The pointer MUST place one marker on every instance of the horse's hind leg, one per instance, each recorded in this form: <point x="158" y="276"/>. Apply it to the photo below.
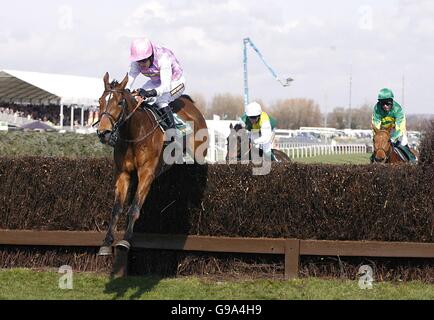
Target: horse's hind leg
<point x="146" y="176"/>
<point x="122" y="184"/>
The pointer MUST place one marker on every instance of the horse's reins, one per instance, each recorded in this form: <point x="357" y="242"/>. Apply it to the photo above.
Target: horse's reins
<point x="121" y="118"/>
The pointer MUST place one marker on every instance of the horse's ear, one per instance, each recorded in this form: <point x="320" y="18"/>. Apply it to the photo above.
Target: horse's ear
<point x="124" y="82"/>
<point x="106" y="79"/>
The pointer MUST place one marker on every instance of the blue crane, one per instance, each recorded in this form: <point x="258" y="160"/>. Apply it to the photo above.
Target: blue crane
<point x="286" y="82"/>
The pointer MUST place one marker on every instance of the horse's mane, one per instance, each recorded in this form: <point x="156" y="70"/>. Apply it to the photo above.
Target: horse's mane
<point x="114" y="83"/>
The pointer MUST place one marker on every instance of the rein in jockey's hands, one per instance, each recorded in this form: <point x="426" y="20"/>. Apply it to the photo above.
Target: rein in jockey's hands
<point x="166" y="82"/>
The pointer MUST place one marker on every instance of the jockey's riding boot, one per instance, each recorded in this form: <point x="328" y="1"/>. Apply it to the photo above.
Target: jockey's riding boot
<point x="411" y="157"/>
<point x="273" y="157"/>
<point x="168" y="117"/>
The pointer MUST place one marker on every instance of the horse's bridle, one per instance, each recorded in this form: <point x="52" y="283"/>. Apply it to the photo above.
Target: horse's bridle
<point x="388" y="154"/>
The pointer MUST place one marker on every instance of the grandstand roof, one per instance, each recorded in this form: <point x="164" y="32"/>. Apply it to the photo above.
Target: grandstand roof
<point x="45" y="88"/>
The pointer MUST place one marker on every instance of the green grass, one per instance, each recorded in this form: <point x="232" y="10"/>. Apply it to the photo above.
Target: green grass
<point x="71" y="145"/>
<point x="27" y="284"/>
<point x="358" y="158"/>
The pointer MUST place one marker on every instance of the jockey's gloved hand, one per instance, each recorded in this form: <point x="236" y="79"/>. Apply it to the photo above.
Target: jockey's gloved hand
<point x="147" y="93"/>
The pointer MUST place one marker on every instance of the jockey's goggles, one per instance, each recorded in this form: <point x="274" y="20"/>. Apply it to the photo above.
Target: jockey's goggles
<point x="387" y="102"/>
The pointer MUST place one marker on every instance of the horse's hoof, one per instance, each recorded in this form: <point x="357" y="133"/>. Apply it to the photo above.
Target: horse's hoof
<point x="105" y="251"/>
<point x="124" y="244"/>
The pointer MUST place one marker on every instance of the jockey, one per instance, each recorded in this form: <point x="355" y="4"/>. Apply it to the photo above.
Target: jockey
<point x="388" y="113"/>
<point x="166" y="80"/>
<point x="261" y="128"/>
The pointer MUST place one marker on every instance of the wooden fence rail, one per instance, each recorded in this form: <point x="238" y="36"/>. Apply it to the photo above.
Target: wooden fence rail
<point x="291" y="248"/>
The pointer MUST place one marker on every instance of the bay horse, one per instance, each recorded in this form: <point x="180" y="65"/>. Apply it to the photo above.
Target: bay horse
<point x="235" y="140"/>
<point x="138" y="149"/>
<point x="384" y="150"/>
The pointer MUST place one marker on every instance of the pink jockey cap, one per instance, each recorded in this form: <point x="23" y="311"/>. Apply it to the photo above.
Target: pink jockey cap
<point x="141" y="49"/>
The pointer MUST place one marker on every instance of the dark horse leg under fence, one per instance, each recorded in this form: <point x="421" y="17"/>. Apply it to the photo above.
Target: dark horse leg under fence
<point x="138" y="149"/>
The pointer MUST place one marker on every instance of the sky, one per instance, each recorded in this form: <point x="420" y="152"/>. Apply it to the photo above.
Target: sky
<point x="319" y="44"/>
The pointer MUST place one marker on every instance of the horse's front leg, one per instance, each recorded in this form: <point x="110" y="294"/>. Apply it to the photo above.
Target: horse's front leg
<point x="122" y="185"/>
<point x="146" y="175"/>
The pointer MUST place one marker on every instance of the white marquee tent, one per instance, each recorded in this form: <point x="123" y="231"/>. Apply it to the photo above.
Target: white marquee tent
<point x="43" y="88"/>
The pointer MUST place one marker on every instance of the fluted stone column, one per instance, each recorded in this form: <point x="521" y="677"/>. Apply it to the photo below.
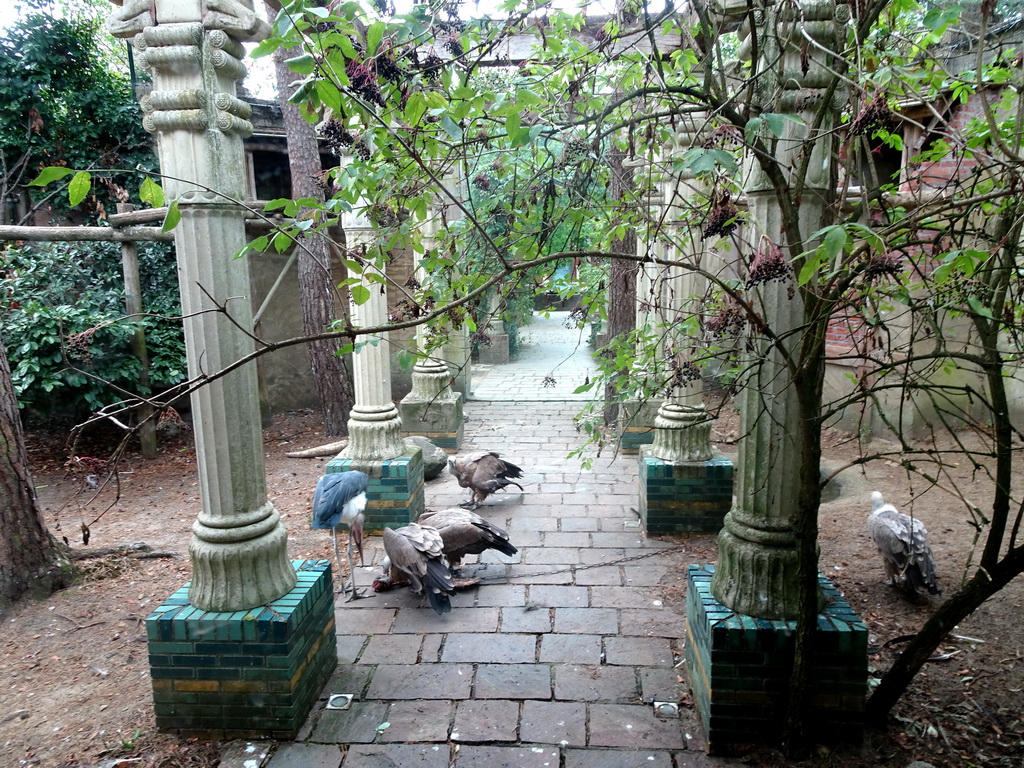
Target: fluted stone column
<point x="757" y="570"/>
<point x="432" y="409"/>
<point x="374" y="424"/>
<point x="194" y="50"/>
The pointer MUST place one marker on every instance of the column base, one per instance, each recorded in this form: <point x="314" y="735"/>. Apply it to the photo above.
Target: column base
<point x="636" y="425"/>
<point x="394" y="497"/>
<point x="438" y="420"/>
<point x="738" y="669"/>
<point x="251" y="674"/>
<point x="498" y="352"/>
<point x="687" y="498"/>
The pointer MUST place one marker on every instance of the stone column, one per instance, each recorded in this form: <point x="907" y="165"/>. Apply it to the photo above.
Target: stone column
<point x="375" y="442"/>
<point x="757" y="571"/>
<point x="194" y="50"/>
<point x="432" y="410"/>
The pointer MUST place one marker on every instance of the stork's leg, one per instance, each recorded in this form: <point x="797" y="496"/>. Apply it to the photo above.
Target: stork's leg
<point x="351" y="570"/>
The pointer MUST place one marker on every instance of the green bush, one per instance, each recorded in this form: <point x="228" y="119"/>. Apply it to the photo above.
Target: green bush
<point x="62" y="323"/>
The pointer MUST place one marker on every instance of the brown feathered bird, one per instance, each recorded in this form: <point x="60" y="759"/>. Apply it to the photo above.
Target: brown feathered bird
<point x="414" y="557"/>
<point x="483" y="472"/>
<point x="465" y="532"/>
<point x="903" y="544"/>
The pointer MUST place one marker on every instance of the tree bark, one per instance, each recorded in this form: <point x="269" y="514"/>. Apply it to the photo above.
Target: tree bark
<point x="622" y="279"/>
<point x="316" y="291"/>
<point x="31" y="561"/>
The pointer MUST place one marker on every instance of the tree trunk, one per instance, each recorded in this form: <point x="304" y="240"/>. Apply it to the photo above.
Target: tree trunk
<point x="622" y="279"/>
<point x="31" y="562"/>
<point x="331" y="379"/>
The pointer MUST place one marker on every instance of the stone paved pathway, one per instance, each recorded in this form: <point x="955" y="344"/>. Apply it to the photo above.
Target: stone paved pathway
<point x="553" y="361"/>
<point x="553" y="662"/>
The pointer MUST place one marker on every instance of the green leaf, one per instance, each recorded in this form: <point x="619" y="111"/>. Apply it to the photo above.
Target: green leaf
<point x="452" y="128"/>
<point x="304" y="65"/>
<point x="415" y="108"/>
<point x="79" y="187"/>
<point x="152" y="193"/>
<point x="172" y="218"/>
<point x="374" y="36"/>
<point x="359" y="294"/>
<point x="50" y="174"/>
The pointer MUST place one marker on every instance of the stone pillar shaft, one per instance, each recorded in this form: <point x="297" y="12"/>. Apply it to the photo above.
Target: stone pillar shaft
<point x="239" y="545"/>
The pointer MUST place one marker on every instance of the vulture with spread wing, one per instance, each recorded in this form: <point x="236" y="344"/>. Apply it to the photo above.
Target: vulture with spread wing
<point x="483" y="472"/>
<point x="465" y="532"/>
<point x="414" y="557"/>
<point x="903" y="544"/>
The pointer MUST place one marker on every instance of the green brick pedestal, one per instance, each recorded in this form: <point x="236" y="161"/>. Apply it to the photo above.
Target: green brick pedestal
<point x="739" y="671"/>
<point x="251" y="674"/>
<point x="690" y="498"/>
<point x="394" y="497"/>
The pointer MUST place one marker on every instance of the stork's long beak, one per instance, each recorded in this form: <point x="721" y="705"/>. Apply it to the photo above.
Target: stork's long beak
<point x="356" y="534"/>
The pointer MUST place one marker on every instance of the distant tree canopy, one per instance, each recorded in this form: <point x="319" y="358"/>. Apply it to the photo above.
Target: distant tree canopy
<point x="67" y="102"/>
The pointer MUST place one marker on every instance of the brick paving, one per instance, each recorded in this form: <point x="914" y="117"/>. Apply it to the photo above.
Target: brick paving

Task instructions: If the string "paving" appears in a line of the data above, that line counts. State how many such lines there are and nothing more.

Output below: 2